> _TASK INSTRUCTIONS_
1. Extract the portion of the block_dev patch message from "[<prev] [next>] [<thread-prev]" to "mostly to fsblocks.", word for word.
2. Write the next part of the block_dev patch message, picking up after its last line.

> _PAGE EXCERPT_
━━━━━━

[<prev] [next>] [<thread-prev] [thread-next>] [day] [month] [year] [list]
Message-ID: <20070624014654.GC17609@wotan.suse.de>
Date: Sun, 24 Jun 2007 03:46:54 +0200
From: Nick Piggin <npiggin@...e.de>
To: Linux Kernel Mailing List <linux-kernel@...r.kernel.org>,
Linux Memory Management List <linux-mm@...ck.org>,
linux-fsdevel@...r.kernel.org
Subject: [patch 2/3] block_dev: convert to fsblock
Convert block_dev mostly to fsblocks.
---
fs/block_dev.c | 204 +++++++++++++++++++++++++++++++++++++++-----
fs/buffer.c | 113 ++----------------------
fs/super.c | 2
include/linux/buffer_head.h | 9 -
include/linux/fs.h | 29 ++++++
5 files changed, 225 insertions(+), 132 deletions(-)

━━━━━━

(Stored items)
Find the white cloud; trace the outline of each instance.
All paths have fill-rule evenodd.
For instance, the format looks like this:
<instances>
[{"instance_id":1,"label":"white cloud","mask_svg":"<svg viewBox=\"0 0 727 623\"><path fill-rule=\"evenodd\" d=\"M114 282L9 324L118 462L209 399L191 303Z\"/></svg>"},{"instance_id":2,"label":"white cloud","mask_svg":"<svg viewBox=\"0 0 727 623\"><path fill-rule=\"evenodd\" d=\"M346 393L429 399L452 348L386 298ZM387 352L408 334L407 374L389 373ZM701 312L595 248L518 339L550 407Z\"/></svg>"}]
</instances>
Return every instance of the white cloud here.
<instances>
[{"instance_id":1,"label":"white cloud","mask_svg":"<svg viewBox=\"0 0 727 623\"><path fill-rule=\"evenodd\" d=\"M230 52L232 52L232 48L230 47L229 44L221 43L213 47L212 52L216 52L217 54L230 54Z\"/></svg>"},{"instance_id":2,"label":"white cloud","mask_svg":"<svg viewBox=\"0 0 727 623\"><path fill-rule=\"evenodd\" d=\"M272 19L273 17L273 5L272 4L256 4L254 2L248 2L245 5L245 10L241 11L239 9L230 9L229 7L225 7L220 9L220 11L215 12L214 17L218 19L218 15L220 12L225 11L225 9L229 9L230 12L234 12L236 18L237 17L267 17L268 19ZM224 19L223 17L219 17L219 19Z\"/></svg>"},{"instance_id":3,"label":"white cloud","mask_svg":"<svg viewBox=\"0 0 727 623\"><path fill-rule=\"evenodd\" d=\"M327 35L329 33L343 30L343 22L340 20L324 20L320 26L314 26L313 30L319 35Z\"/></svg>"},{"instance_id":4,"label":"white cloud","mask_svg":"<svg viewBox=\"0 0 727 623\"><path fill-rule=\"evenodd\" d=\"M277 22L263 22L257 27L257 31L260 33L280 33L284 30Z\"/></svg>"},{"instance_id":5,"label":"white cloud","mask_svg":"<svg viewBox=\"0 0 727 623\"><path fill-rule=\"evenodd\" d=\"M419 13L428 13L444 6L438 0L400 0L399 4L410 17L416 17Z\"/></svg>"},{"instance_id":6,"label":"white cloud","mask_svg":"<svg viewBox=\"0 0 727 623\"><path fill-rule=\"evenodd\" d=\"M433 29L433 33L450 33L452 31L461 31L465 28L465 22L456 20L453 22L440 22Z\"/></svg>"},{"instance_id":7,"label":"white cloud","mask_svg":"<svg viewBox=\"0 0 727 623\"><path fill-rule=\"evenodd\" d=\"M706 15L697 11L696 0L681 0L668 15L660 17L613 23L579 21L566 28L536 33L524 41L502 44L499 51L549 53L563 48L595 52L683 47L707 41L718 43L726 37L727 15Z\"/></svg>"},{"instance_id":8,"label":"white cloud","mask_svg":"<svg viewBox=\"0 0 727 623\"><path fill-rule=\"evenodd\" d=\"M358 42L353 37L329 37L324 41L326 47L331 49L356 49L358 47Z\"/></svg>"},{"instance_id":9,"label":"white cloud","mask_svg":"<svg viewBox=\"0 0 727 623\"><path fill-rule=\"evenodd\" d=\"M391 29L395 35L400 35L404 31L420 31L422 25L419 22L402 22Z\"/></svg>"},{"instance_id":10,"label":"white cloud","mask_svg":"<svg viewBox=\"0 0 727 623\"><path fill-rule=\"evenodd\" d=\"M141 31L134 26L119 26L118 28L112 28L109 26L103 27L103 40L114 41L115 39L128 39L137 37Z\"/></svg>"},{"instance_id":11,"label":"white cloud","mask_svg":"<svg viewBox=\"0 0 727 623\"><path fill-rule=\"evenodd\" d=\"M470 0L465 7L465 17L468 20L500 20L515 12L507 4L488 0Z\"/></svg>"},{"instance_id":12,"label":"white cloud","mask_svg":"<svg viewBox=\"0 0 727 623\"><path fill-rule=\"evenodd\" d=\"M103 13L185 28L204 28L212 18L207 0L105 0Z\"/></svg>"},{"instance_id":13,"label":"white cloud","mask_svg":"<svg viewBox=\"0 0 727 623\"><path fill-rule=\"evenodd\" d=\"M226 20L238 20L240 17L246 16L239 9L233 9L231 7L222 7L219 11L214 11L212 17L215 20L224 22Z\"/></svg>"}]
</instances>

━━━━━━

> _OUTPUTS BY TASK_
1.
[<prev] [next>] [<thread-prev] [thread-next>] [day] [month] [year] [list]
Message-ID: <20070624014654.GC17609@wotan.suse.de>
Date: Sun, 24 Jun 2007 03:46:54 +0200
From: Nick Piggin <npiggin@...e.de>
To: Linux Kernel Mailing List <linux-kernel@...r.kernel.org>,
Linux Memory Management List <linux-mm@...ck.org>,
linux-fsdevel@...r.kernel.org
Subject: [patch 2/3] block_dev: convert to fsblock
Convert block_dev mostly to fsblocks.

2.
Index: linux-2.6/fs/block_dev.c
===================================================================
--- linux-2.6.orig/fs/block_dev.c
+++ linux-2.6/fs/block_dev.c
@@ -16,7 +16,9 @@
#include <linux/blkdev.h>
#include <linux/module.h>
#include <linux/blkpg.h>
+#include <linux/fsblock.h>
#include <linux/buffer_head.h>
+#include <linux/pagevec.h>
#include <linux/writeback.h>
#include <linux/mpage.h>
#include <linux/mount.h>
@@ -61,14 +63,14 @@ static void kill_bdev(struct block_devic
{
if (bdev->bd_inode->i_mapping->nrpages == 0)
return;
- invalidate_bh_lrus();
+ invalidate_bh_lrus(); /* XXX: this can go when buffers goes */
truncate_inode_pages(bdev->bd_inode->i_mapping, 0);
}
int set_blocksize(struct block_device *bdev, int size)
{
/* Size must be a power of two, and between 512 and PAGE_SIZE */
- if (size > PAGE_SIZE || size < 512 || !is_power_of_2(size))
+ if (size < 512 || !is_power_of_2(size))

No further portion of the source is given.